| WORK TO DO |
Using only the material below that begins at the line containing "For the turquoise" and ends after the line containing "[[205, 71]]", recast those lines as a numbered list. Leave out any blank lines.

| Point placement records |

+ + +

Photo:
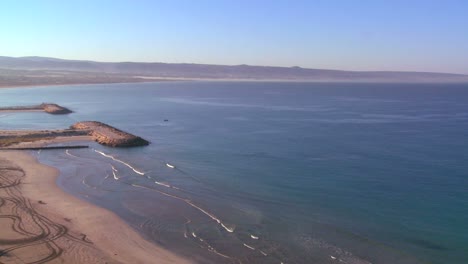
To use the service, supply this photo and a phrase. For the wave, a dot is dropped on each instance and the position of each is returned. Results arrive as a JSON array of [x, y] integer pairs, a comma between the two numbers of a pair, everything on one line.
[[187, 201], [120, 161], [253, 237], [247, 246], [162, 184], [114, 170], [69, 154]]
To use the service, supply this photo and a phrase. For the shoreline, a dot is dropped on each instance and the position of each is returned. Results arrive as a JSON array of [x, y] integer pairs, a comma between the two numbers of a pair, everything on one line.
[[102, 235]]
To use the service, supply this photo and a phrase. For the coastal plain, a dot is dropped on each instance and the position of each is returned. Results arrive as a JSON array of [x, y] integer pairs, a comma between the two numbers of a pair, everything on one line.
[[43, 224]]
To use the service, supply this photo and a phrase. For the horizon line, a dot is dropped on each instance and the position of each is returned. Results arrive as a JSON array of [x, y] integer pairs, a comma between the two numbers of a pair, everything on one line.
[[234, 65]]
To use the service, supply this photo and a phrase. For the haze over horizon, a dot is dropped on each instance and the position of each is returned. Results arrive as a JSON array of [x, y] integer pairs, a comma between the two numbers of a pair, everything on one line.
[[422, 36]]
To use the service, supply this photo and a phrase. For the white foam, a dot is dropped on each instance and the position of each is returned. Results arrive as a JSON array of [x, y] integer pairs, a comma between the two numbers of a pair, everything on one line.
[[250, 247], [120, 161], [115, 176], [230, 230], [69, 154]]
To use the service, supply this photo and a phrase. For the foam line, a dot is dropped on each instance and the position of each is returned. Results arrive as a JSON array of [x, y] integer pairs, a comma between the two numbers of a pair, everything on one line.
[[120, 161], [230, 230], [250, 247]]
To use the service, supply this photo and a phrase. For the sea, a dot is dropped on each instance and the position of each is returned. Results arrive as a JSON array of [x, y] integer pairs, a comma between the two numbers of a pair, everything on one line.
[[272, 172]]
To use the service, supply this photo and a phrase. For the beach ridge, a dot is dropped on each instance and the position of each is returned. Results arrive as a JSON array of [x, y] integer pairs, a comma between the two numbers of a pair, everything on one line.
[[56, 226]]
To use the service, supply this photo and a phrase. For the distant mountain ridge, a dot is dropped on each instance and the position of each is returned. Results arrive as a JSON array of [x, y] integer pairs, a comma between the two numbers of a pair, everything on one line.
[[209, 71]]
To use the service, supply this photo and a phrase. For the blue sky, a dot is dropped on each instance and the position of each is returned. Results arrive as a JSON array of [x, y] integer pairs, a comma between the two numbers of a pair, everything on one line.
[[347, 34]]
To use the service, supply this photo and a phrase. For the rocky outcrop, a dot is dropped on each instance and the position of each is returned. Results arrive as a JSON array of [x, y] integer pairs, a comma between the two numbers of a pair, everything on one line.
[[55, 109], [109, 136]]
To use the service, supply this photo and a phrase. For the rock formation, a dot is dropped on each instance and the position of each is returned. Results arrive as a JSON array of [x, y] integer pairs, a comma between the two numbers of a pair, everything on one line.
[[109, 136]]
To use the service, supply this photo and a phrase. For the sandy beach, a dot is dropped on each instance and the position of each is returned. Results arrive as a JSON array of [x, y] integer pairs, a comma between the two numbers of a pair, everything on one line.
[[41, 223]]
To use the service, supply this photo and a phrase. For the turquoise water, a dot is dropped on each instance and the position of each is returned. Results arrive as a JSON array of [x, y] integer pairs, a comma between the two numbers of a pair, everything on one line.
[[362, 173]]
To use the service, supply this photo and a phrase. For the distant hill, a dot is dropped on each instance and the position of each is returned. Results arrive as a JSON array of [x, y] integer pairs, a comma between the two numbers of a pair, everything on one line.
[[205, 71]]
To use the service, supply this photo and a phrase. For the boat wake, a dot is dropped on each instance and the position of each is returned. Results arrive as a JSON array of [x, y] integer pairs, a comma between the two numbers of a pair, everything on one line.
[[120, 161], [187, 201]]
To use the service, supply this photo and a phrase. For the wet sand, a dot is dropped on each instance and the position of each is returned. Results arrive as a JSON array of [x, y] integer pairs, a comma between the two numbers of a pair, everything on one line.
[[41, 223]]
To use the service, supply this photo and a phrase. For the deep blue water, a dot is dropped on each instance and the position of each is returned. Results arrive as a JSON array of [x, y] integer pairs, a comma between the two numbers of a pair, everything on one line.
[[363, 173]]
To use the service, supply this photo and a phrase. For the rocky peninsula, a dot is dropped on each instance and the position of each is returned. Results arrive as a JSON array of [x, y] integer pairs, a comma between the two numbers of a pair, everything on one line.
[[50, 108], [109, 136]]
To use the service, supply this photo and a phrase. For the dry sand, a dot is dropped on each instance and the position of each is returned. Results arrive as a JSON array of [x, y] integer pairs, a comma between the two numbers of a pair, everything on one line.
[[41, 223]]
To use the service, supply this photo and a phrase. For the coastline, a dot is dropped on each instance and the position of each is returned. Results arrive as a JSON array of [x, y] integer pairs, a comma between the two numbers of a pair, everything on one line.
[[79, 232]]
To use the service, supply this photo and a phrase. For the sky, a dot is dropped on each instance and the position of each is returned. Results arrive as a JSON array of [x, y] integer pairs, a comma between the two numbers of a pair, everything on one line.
[[397, 35]]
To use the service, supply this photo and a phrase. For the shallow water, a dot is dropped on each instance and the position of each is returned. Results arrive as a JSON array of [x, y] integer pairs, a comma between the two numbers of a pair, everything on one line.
[[274, 172]]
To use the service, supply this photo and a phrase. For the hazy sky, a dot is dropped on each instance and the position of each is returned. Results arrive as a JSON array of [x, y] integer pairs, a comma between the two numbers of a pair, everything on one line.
[[348, 34]]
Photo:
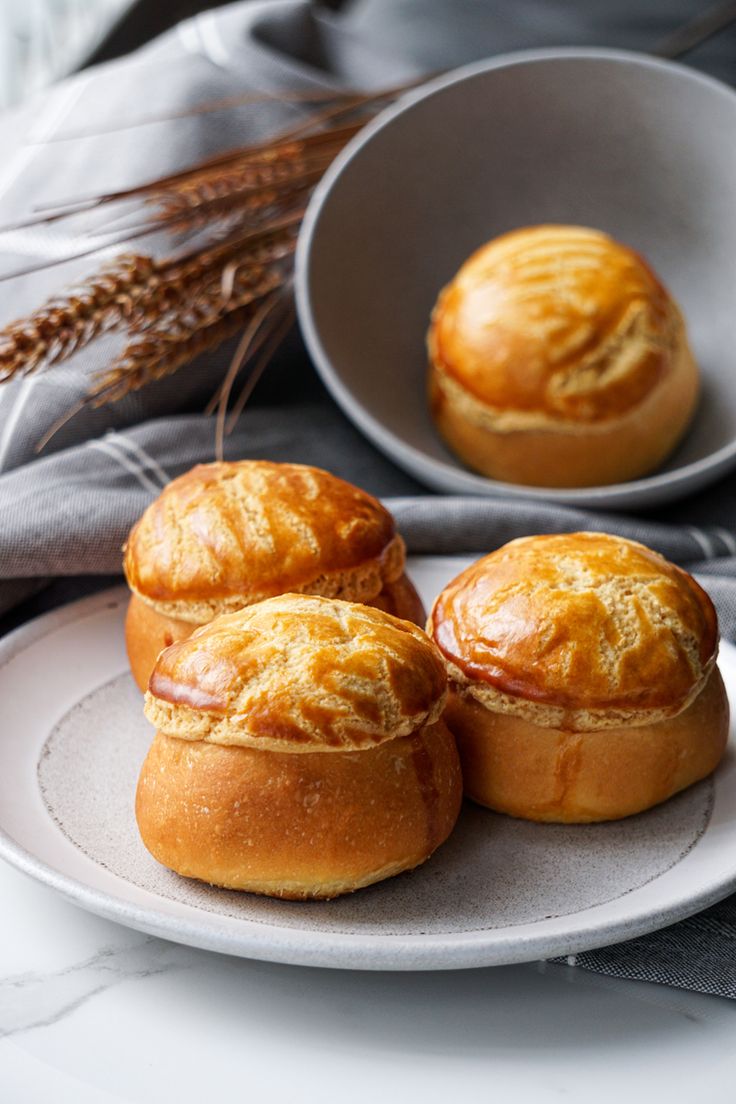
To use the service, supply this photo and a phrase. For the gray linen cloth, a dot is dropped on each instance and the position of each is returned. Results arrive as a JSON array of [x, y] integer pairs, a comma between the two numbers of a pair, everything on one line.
[[66, 512]]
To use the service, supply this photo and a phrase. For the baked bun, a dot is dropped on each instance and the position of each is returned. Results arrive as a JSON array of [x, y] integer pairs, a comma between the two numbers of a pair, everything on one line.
[[557, 359], [583, 678], [300, 750], [225, 535]]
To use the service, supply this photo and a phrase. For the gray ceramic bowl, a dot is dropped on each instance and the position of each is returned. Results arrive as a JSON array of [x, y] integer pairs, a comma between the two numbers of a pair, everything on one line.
[[640, 148]]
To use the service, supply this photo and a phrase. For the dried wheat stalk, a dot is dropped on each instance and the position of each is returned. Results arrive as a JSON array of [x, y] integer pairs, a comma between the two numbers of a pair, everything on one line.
[[245, 208]]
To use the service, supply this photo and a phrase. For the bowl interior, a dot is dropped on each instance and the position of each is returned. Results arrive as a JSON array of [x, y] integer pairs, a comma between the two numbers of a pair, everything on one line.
[[642, 149]]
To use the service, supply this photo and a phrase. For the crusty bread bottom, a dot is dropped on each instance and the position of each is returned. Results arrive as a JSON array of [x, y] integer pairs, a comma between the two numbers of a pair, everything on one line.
[[615, 452], [514, 766], [298, 825], [148, 632]]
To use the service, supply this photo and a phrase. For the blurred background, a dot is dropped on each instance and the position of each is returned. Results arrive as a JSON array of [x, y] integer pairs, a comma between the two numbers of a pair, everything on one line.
[[43, 40]]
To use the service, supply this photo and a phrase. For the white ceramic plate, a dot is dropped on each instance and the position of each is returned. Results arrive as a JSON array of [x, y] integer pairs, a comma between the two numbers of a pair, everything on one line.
[[499, 891], [641, 148]]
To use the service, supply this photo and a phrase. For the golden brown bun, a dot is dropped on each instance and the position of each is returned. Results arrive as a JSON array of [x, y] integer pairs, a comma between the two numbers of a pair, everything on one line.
[[558, 359], [299, 673], [298, 826], [577, 630], [224, 535], [539, 773], [300, 750], [149, 632]]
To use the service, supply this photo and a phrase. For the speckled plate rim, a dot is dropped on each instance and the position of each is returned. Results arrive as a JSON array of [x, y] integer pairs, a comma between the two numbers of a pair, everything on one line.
[[667, 899], [445, 475]]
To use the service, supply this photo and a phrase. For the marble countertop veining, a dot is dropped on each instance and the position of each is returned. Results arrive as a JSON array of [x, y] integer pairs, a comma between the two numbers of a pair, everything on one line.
[[93, 1012]]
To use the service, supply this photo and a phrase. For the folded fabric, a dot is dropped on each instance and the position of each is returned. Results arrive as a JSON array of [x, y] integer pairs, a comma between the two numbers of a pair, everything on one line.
[[66, 512]]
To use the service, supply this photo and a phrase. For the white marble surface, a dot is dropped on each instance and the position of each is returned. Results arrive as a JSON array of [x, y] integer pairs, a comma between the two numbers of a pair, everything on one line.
[[92, 1012]]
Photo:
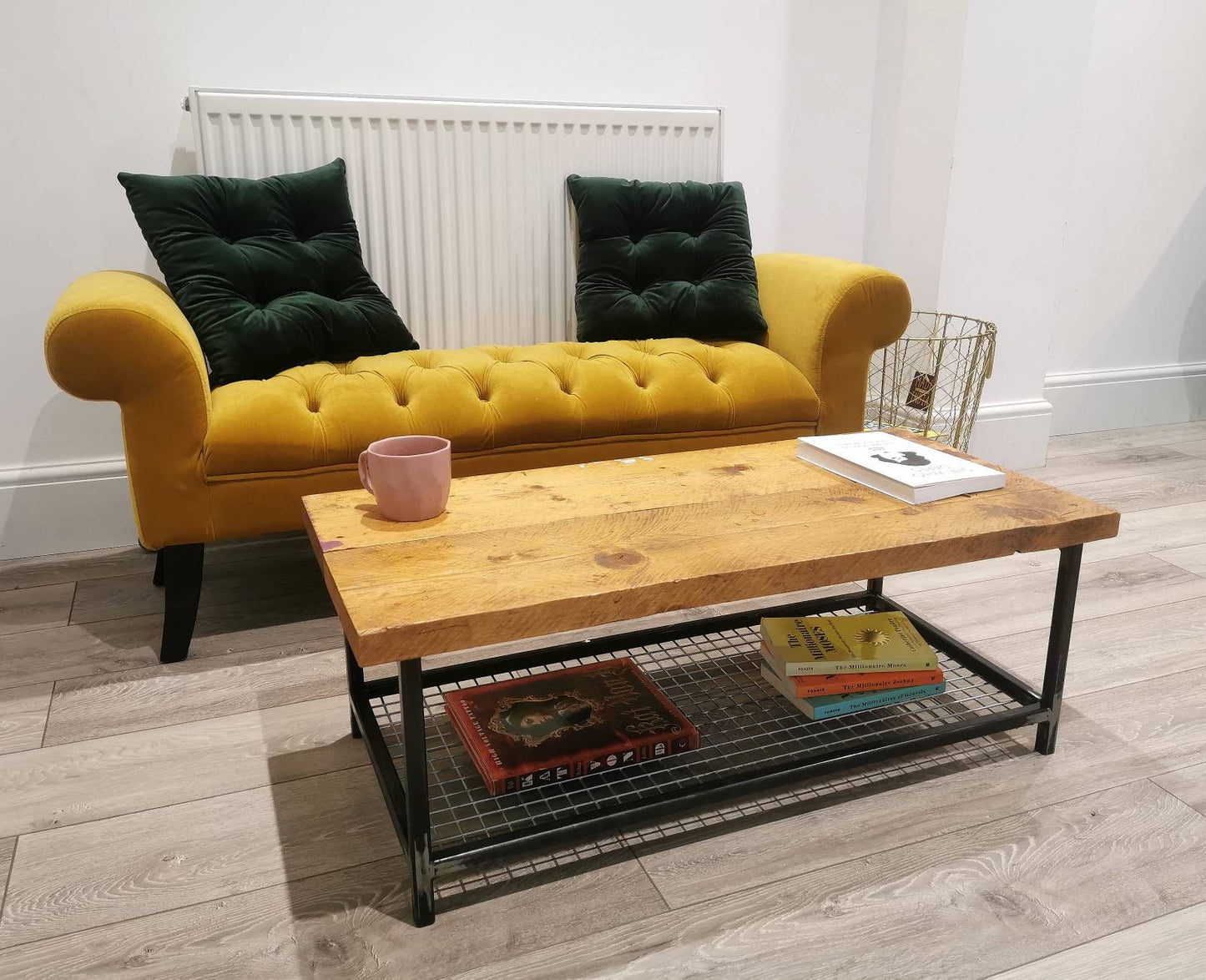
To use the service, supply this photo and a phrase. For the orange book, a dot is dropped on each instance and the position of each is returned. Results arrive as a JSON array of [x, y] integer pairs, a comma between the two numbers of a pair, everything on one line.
[[850, 684]]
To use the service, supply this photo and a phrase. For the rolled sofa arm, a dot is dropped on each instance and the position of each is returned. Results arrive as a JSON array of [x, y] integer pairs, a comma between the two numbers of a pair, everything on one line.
[[119, 337], [827, 316]]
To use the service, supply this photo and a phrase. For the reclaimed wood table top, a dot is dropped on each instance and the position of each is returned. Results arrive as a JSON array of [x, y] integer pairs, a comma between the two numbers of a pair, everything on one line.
[[538, 552]]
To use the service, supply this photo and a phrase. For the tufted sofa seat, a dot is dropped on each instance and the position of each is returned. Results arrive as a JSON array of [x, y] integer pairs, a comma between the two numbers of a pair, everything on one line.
[[509, 407], [236, 460]]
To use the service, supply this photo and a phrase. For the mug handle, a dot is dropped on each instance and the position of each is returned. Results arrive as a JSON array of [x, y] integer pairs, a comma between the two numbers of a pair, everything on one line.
[[363, 465]]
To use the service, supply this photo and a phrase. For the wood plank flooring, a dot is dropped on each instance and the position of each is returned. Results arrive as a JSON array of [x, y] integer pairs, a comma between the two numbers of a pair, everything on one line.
[[214, 818]]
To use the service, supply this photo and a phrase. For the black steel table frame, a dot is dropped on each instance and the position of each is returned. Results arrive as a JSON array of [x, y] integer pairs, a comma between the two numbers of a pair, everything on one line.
[[406, 792]]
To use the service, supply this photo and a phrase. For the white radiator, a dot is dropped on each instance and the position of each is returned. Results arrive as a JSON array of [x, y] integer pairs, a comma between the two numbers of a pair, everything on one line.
[[462, 206]]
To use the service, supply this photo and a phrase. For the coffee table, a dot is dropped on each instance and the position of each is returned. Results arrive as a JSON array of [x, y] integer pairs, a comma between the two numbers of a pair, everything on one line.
[[542, 552]]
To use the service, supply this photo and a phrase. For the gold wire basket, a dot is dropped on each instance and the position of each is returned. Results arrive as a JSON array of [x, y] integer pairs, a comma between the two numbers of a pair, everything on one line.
[[931, 379]]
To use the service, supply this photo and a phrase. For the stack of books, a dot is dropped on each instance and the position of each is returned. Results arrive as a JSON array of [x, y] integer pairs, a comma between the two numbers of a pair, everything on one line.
[[830, 665]]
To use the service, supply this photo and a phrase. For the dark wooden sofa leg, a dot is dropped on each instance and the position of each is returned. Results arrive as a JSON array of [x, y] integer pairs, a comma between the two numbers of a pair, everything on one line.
[[179, 566]]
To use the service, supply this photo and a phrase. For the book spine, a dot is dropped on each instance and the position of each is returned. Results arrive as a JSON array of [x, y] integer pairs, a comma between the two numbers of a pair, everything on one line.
[[801, 669], [877, 699], [652, 747], [493, 777], [807, 687]]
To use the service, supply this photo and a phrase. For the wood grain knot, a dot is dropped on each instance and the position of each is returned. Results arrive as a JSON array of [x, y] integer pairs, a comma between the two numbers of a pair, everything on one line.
[[1014, 512], [620, 559]]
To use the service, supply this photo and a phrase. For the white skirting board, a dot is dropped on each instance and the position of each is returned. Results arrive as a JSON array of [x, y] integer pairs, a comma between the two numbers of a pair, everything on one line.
[[71, 507], [1092, 401], [1013, 433]]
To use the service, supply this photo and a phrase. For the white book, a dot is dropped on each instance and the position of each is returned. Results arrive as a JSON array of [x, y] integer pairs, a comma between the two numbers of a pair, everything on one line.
[[901, 468]]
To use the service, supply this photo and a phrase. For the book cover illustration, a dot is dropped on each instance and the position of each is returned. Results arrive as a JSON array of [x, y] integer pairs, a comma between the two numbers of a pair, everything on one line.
[[834, 705], [821, 644], [537, 730], [897, 459]]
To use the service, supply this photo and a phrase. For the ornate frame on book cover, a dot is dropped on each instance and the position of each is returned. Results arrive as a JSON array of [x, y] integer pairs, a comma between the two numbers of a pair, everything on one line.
[[751, 740]]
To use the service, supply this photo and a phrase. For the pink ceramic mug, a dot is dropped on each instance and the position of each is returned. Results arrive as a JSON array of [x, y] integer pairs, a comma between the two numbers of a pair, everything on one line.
[[411, 476]]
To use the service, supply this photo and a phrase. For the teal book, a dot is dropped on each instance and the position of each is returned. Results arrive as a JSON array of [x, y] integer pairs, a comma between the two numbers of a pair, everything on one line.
[[832, 705]]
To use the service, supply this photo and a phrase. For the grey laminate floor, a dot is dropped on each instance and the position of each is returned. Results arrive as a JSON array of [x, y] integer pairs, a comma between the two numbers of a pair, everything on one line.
[[213, 818]]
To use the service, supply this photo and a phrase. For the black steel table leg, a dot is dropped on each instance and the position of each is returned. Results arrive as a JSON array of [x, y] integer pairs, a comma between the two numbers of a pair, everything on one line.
[[355, 687], [419, 815], [1057, 646]]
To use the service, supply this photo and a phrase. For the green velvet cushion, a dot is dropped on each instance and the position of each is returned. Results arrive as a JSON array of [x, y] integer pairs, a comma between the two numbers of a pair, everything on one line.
[[268, 272], [664, 260]]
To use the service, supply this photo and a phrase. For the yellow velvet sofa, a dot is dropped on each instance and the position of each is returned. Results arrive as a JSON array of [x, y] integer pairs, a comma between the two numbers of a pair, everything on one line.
[[235, 462]]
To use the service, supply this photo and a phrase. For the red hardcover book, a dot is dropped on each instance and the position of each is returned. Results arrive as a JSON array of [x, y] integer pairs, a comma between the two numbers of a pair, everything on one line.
[[552, 727]]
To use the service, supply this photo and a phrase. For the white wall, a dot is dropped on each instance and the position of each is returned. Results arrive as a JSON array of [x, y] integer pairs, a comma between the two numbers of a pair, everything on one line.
[[1019, 105], [1128, 343], [89, 89], [918, 73]]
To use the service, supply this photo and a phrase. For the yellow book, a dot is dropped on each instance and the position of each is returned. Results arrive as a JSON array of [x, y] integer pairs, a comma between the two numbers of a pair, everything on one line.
[[870, 642]]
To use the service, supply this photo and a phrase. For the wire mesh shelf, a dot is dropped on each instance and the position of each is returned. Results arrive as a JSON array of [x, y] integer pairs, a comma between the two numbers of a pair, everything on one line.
[[745, 727], [932, 378]]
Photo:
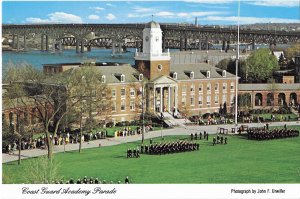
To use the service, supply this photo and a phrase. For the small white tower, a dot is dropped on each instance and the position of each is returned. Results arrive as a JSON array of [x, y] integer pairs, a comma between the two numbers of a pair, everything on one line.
[[152, 62]]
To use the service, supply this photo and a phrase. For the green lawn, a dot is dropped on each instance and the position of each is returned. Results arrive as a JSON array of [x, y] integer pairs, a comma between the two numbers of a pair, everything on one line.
[[279, 117], [240, 161]]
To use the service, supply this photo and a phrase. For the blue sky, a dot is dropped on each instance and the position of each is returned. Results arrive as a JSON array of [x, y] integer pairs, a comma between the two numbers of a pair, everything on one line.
[[207, 11]]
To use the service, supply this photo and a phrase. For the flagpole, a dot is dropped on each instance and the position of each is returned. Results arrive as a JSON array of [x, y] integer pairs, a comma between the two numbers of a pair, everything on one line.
[[236, 68]]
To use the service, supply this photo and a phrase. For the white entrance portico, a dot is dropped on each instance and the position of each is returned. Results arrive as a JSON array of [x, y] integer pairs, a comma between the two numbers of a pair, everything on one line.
[[164, 94]]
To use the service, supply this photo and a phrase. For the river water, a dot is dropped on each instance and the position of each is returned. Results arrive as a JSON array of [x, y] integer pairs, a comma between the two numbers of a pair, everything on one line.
[[38, 58]]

+ + +

| FINAL ANSWER |
1. To use the service, supply this photo and a phrase. For the turquoise water, a dot is dropped on each instance and the position of each is returned. Results arrive as a JSON array of [x, y] integer pairs, a comma between the two numbers of a pair, everything on one line.
2. [[362, 173]]
3. To use the service, supply this photo and a phrase. For the distant hill, a dot is dropped on each instance and the position of each is returned. Results arrive as a JSON array of [x, y] integer pairs, a comma between the two numbers of a pair, everything on one line.
4. [[205, 71]]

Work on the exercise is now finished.